**Text provided:**
To handle variable length input sequence, all the input sequences are padded to same length. This effects in calculating the value of loss. So a mask tensor is multiplied with the loss tensor to make the loss generated by padded elements 0. But in taking the mean of the loss using tf.math.reduce_mean or tf.keras.metrics.Mean, those padded elements has effects on the mean.
So my question is, How to take a mean of the masked loss in tensorflow?
For example:
t = [1, 2, 3]
t = pad(t, 6) # padding, now t = [1, 2, 3, 0, 0, 0]
mask = [True, True, True, False, False, False]
loss = [0.1, 0.2, 0.3, 0.12, 0.2, 0.4] # notice padded elements contribute to loss
loss = loss * mask # loss = [0.1, 0.2, 0.3, 0, 0, 0]
Now I want something like:
Mean(loss) = 0.6, which is (0.1 + 0.2 + 0.3) / 3
not something like:
Mean(loss) = 0.1, which is (0.1 + 0.2 + 0.3 + 0 + 0 + 0)/6
Refer to this tensorflow google group
Divide the reduce sum of the tensor by the reduce sum of the mask.
mean = tf.math.reduce_sum(t) / tf.math.reduce_sum(mask)

**Information supplied:**
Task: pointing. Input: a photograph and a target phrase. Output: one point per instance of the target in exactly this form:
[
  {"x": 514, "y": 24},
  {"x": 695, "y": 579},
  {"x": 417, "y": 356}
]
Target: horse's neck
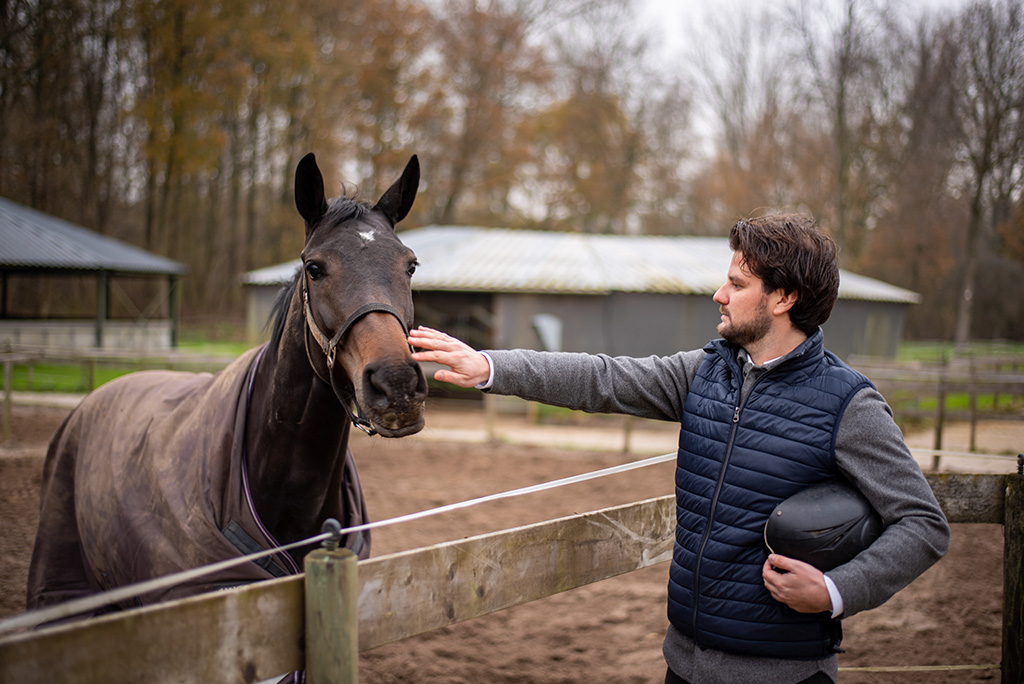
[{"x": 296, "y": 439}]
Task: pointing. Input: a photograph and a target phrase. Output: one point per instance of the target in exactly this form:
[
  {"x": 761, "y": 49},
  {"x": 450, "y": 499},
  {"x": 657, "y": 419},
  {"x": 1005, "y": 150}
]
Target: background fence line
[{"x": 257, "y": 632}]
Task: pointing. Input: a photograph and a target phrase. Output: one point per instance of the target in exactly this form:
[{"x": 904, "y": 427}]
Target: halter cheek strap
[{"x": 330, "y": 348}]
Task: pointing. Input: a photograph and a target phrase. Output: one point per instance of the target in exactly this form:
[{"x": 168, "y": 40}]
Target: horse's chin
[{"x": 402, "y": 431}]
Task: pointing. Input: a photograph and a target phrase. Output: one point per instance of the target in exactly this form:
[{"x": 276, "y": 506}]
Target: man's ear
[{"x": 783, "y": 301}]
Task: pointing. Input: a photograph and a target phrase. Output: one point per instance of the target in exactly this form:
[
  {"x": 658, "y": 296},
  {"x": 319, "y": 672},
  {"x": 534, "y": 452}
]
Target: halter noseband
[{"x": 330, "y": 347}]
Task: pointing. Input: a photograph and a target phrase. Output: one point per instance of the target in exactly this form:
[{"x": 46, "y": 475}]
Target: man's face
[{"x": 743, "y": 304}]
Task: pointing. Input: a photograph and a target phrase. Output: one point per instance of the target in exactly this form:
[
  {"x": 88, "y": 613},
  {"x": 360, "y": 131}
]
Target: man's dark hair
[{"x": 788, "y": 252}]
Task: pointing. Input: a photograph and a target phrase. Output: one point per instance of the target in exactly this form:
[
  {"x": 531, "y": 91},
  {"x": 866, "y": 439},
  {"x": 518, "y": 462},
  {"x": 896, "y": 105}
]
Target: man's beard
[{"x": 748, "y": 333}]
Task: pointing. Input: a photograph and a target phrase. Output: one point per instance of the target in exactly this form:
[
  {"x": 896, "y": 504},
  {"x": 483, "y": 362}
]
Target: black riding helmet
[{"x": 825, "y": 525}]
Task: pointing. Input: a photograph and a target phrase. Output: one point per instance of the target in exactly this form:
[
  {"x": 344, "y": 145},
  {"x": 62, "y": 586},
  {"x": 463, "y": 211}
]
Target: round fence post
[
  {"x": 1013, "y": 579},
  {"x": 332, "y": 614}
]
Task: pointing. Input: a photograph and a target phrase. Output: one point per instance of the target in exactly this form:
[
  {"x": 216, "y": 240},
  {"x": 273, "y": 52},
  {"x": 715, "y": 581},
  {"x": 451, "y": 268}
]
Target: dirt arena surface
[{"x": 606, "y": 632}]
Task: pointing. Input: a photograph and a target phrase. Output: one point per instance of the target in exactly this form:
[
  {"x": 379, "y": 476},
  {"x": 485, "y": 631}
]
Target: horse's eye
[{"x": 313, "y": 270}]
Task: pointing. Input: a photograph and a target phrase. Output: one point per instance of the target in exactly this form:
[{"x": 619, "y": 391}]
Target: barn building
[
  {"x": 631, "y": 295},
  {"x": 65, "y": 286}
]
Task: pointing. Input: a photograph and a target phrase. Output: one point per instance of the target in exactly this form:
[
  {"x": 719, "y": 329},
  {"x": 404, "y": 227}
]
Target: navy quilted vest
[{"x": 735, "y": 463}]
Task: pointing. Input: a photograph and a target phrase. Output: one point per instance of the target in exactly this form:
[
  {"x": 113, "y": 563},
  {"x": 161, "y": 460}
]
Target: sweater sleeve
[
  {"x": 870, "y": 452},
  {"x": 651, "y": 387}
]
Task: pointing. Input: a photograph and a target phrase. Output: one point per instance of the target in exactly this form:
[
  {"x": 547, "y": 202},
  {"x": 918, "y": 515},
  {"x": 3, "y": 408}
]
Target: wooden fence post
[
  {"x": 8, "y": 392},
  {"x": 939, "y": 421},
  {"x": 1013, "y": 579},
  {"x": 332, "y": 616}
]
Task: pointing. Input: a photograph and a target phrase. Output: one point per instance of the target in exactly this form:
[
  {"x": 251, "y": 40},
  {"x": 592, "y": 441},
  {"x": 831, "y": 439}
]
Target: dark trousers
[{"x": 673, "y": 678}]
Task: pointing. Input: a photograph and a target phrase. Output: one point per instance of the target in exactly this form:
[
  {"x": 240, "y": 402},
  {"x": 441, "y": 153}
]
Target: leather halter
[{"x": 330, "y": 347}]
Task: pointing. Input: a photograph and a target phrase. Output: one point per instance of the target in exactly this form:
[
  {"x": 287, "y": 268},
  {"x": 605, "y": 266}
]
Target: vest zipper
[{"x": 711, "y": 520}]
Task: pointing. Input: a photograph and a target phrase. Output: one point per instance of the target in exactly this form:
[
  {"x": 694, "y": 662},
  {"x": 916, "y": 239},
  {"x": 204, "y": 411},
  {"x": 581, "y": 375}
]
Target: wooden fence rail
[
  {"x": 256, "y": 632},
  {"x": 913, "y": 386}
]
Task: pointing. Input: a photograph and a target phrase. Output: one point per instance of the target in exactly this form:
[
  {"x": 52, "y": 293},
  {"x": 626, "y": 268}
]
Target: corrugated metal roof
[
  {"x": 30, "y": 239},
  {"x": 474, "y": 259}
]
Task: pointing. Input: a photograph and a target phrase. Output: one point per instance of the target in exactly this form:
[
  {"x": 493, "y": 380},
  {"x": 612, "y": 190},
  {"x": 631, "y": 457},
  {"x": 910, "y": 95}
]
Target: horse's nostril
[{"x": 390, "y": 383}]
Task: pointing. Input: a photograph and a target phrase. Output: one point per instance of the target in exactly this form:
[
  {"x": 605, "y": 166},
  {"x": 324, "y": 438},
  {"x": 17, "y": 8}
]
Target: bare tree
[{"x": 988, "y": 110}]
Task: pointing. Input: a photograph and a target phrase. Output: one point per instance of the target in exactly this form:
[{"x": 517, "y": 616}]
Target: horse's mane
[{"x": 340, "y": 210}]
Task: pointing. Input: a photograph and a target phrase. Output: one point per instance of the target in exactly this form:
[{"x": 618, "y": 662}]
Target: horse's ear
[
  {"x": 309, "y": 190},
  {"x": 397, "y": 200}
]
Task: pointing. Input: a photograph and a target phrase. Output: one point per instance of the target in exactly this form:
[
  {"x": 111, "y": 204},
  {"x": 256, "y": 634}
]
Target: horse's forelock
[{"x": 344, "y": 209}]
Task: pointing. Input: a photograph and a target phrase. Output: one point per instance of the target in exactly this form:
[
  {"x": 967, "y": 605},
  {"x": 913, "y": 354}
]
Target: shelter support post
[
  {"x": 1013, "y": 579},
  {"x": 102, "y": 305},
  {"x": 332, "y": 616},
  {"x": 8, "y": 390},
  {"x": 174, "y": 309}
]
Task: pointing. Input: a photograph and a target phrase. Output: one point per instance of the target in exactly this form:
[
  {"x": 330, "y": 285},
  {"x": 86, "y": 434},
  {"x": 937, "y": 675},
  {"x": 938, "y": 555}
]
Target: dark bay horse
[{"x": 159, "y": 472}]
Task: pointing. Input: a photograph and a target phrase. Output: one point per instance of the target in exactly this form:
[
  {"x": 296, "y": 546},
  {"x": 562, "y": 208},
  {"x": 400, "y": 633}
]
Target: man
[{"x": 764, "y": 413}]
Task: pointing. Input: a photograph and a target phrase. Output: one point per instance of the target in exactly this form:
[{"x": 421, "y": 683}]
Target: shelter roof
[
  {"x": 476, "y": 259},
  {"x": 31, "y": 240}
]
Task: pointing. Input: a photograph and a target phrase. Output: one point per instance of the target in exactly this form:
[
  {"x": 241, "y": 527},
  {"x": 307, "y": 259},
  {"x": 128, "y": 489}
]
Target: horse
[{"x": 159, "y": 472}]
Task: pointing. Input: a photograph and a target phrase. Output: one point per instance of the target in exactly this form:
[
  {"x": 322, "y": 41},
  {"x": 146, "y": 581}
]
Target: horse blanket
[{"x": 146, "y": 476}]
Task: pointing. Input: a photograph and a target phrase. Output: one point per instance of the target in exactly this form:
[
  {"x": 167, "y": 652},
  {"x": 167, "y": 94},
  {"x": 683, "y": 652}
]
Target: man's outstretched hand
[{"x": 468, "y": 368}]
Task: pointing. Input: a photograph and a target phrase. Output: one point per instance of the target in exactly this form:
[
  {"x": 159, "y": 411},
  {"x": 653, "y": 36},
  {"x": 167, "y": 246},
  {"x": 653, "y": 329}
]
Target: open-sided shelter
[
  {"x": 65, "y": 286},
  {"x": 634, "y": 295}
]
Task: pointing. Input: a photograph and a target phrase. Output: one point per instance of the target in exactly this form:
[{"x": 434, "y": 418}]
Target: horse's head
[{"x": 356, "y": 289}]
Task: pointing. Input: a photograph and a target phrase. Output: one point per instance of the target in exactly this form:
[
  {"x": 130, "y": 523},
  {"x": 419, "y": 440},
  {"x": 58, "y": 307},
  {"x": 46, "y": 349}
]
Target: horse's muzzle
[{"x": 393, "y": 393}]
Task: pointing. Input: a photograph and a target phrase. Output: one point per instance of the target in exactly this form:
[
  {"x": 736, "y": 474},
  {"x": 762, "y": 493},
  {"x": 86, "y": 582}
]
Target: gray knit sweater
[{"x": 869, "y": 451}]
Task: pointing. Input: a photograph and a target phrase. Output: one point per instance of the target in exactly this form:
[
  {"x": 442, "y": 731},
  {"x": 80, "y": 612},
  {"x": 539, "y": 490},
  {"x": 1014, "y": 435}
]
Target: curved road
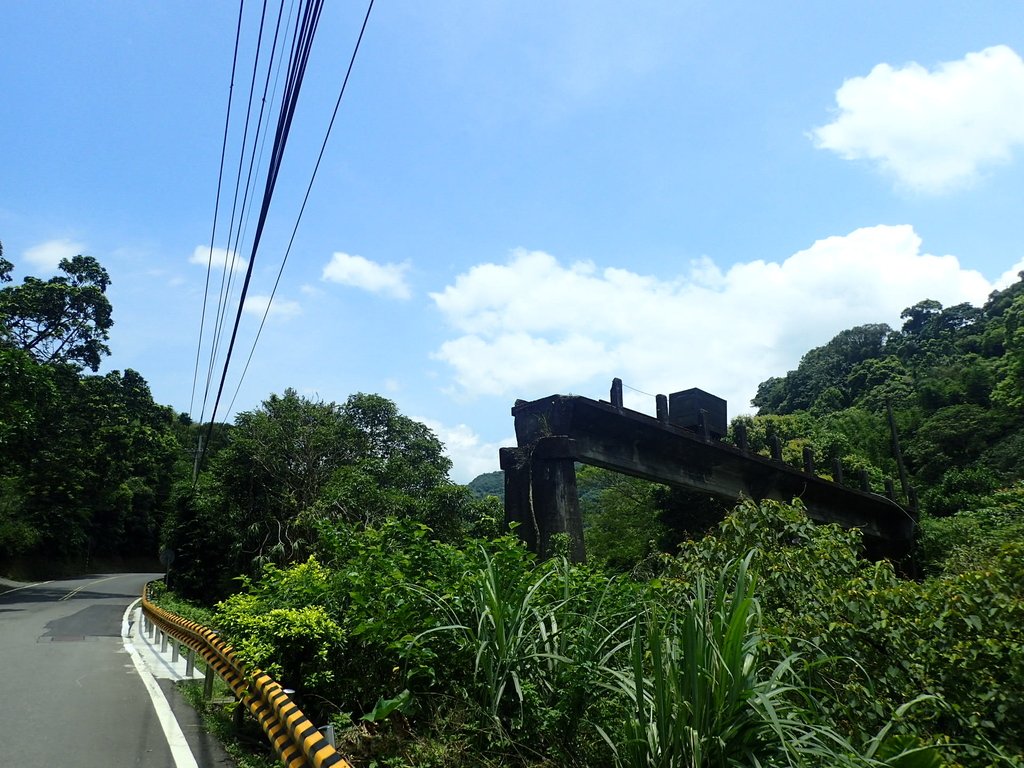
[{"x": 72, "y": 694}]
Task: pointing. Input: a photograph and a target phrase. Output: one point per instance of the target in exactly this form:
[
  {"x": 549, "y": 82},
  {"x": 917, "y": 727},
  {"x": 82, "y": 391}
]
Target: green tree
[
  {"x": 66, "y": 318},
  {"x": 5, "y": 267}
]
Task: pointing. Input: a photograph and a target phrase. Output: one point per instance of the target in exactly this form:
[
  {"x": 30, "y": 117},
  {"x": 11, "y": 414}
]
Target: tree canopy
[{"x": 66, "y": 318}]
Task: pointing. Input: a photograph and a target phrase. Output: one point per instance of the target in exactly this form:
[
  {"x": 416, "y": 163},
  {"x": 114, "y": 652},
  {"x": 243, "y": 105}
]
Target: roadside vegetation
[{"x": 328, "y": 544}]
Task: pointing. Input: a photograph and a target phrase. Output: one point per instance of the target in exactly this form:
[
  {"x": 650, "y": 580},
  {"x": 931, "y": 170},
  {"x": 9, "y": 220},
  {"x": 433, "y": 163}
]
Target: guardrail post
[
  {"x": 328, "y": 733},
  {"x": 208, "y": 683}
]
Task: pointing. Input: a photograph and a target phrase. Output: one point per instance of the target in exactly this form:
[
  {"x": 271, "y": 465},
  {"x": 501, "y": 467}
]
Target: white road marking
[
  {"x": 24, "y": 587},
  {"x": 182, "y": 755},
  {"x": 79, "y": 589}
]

**Work instructions:**
A - Answer these from the TensorFlow masked-loss thread:
(i) To what length is t padded in the example?
(ii) Which two functions does the thread name for taking the mean of the loss?
(iii) In the reply, what is the reduce sum of the tensor divided by?
B - For each statement, say whether the TensorFlow masked-loss thread agrees, and quote the words that decide it:
(i) A mask tensor is multiplied with the loss tensor so that padded elements give zero loss.
(ii) The mask in the example holds four True values.
(iii) The reply refers the reader to a TensorFlow Google group.
C - Write out the part of the TensorFlow masked-loss thread starting at "To handle variable" and ending at "on the mean.".
The material above isn't needed for anything here.

**Written answers:**
A -
(i) 6
(ii) tf.math.reduce_mean and tf.keras.metrics.Mean
(iii) The reduce sum of the mask

B -
(i) Yes: "So a mask tensor is multiplied with the loss tensor to make the loss generated by padded elements 0."
(ii) No: "mask = [True, True, True, False, False, False]"
(iii) Yes: "Refer to this tensorflow google group"

C -
To handle variable length input sequence, all the input sequences are padded to same length. This effects in calculating the value of loss. So a mask tensor is multiplied with the loss tensor to make the loss generated by padded elements 0. But in taking the mean of the loss using tf.math.reduce_mean or tf.keras.metrics.Mean, those padded elements has effects on the mean.